STATED GOAL:
Rewrite all of the following lines, request lines included, and shift every point coordinate in the answers up by 68. Leave the numbers in the request lines and in their format sample unchanged.

GIVEN DATA:

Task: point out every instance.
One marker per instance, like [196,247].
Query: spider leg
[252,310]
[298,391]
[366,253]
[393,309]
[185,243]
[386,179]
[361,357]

REPLY TO THE TASK:
Task: point out every instance.
One marker per instance, like [196,247].
Query: spider leg
[320,378]
[366,459]
[434,321]
[461,377]
[253,311]
[454,247]
[429,425]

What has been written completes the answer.